*** Begin section ***

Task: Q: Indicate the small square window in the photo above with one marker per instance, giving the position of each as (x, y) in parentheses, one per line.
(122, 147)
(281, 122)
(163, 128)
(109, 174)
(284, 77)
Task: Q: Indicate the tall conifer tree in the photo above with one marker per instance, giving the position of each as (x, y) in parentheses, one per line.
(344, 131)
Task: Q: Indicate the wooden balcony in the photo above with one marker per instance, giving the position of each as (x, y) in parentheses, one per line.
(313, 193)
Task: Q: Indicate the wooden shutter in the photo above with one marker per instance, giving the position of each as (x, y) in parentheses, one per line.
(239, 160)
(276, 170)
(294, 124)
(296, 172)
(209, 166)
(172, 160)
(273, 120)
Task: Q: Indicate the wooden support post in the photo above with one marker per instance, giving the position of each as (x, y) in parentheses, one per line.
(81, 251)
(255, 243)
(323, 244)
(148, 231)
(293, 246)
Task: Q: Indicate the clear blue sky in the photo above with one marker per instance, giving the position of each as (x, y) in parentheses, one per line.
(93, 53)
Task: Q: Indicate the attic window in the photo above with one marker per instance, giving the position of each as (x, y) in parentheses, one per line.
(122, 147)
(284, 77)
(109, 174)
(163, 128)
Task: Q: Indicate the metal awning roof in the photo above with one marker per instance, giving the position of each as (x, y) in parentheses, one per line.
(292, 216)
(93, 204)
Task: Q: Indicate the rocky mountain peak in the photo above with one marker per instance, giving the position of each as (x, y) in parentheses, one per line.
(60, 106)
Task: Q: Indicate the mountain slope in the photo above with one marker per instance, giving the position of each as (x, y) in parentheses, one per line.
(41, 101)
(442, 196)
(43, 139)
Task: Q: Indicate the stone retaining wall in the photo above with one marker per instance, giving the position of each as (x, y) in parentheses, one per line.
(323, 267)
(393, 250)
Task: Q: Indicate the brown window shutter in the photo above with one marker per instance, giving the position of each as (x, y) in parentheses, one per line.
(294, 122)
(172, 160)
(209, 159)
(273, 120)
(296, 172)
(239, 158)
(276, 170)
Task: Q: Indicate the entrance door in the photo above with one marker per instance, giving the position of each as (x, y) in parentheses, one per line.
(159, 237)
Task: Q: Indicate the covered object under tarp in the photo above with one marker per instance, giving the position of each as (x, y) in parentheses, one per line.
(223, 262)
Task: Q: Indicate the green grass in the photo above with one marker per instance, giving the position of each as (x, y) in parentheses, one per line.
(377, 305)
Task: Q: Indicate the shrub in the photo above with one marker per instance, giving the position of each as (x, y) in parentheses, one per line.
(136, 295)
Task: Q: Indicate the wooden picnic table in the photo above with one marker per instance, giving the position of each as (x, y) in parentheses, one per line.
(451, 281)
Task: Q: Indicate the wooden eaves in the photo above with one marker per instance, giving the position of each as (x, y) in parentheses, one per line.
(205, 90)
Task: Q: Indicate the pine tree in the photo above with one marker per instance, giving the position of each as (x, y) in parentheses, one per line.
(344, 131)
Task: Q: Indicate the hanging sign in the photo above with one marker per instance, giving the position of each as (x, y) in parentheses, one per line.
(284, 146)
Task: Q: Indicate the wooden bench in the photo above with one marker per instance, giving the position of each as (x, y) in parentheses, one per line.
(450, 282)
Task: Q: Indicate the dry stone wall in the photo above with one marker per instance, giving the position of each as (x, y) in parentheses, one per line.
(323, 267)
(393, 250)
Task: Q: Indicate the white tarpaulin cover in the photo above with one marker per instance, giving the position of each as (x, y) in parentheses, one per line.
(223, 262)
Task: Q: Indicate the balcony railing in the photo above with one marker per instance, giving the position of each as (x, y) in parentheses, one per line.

*** End section ***

Each record must be duplicated exactly, with none missing.

Task: Q: Indicate the small square window in the photo above with one marker per instance, giving the position of each as (x, y) in parentheses, one per line.
(122, 147)
(281, 122)
(163, 128)
(109, 174)
(284, 77)
Task: Q: Indicate the tall conifer tree in the photo above with one marker per instance, giving the position of each as (x, y) in parentheses, one per line.
(344, 131)
Task: Q: Indicate the wooden balcony in the photo above with one marker per instance, giving the position of each as (x, y) in parentheses, one per line.
(313, 193)
Task: Q: Indicate the wooden shutter in the photo above with one marker per instance, giving the position of each as (x, y) in parentheses, one per line.
(239, 160)
(276, 170)
(294, 124)
(296, 172)
(209, 166)
(172, 160)
(273, 120)
Task: Q: Indicate the wooden support post in the photo above with one marker per instance, giving the position of each as (x, y) in parentheses, one per line.
(81, 251)
(255, 243)
(323, 244)
(148, 231)
(293, 246)
Task: Q: Indicate the clear blue sky in the photo above with one marker per instance, giving the position of each as (x, y) in parentheses, one per line.
(93, 53)
Task: Q: Indicate the attic window in the photo above with one marker per instance, giving the position of each as (x, y) in parentheses, one per line.
(122, 147)
(284, 77)
(109, 174)
(163, 128)
Task: Q: Indicate the metal awning roof in the photo above with one marker per instance, giving the position of each as (x, y) in parentheses, one per line.
(292, 216)
(93, 204)
Task: Q: Indicate the rocky mountain peak in the photo above with one marker per instance, giving the position of each as (x, y) in parentheses, one per line.
(60, 106)
Task: Q: Indicate the mountain slope in the photo above with one marker per instance, giving the position of each as (x, y) in parentheses, one per line.
(41, 101)
(442, 196)
(43, 139)
Task: Q: Indicate the stone retaining wall in the photo above with one marker per instance, giving the position of each as (x, y) in parentheses, one per line.
(323, 267)
(393, 250)
Task: Q: Indicate the brown window shutter in the photo above with one marker per instance, giving the position of each as (x, y) in parentheses, one per line.
(294, 122)
(172, 160)
(209, 159)
(273, 120)
(296, 172)
(239, 158)
(276, 170)
Task: Q: Indicate the entrance door in the photo above with one marker per instance, giving the position of each as (x, y) in parentheses, one per line.
(159, 237)
Task: Q: Indicate the covered object under tarp in the photo above with one marker per instance, giving the position of each as (x, y) in parentheses, one per line.
(223, 262)
Task: Q: Indicate the green grass in the photo above with one marker per instance, giving the position of each as (x, y) in parentheses, one per line.
(377, 305)
Task: Q: Indicate the shrub in the photo above with one marker per instance, giving the position of each as (x, y) in parentheses, one per line.
(136, 295)
Task: Q: Indicate the wooden picnic table in the photo above with one marker per instance, giving the position of each as (x, y) in parentheses, one per line.
(451, 281)
Task: Q: Indicate the wooden eaves in the photo above with one marker per instance, giving the position of each as (x, y) in parentheses, one per line.
(205, 90)
Task: Q: Indicate the pine tree in the photo above with one marker per instance, giving the position of each as (x, y) in parentheses, one per line.
(344, 131)
Task: Q: Indicate the hanging sign in the photo above with one marker per instance, giving the position of each as (x, y) in parentheses, one per line.
(284, 146)
Task: Q: Indicate the wooden bench in the photo above with one marker per instance, giving the position of each as (x, y) in parentheses, one per line.
(450, 282)
Task: Q: Indicate the dry stone wall in the photo above with one marker per instance, giving the position of each as (x, y) in parentheses, one per line.
(323, 267)
(393, 250)
Task: Q: Indicate the white tarpaulin cover in the photo above with one marker per instance, giving the position of each as (x, y) in parentheses, one per line.
(223, 262)
Task: Q: Indicate the balcony railing in the photo above with one marker per instance, giving the position of each as (x, y) in parentheses, one per line.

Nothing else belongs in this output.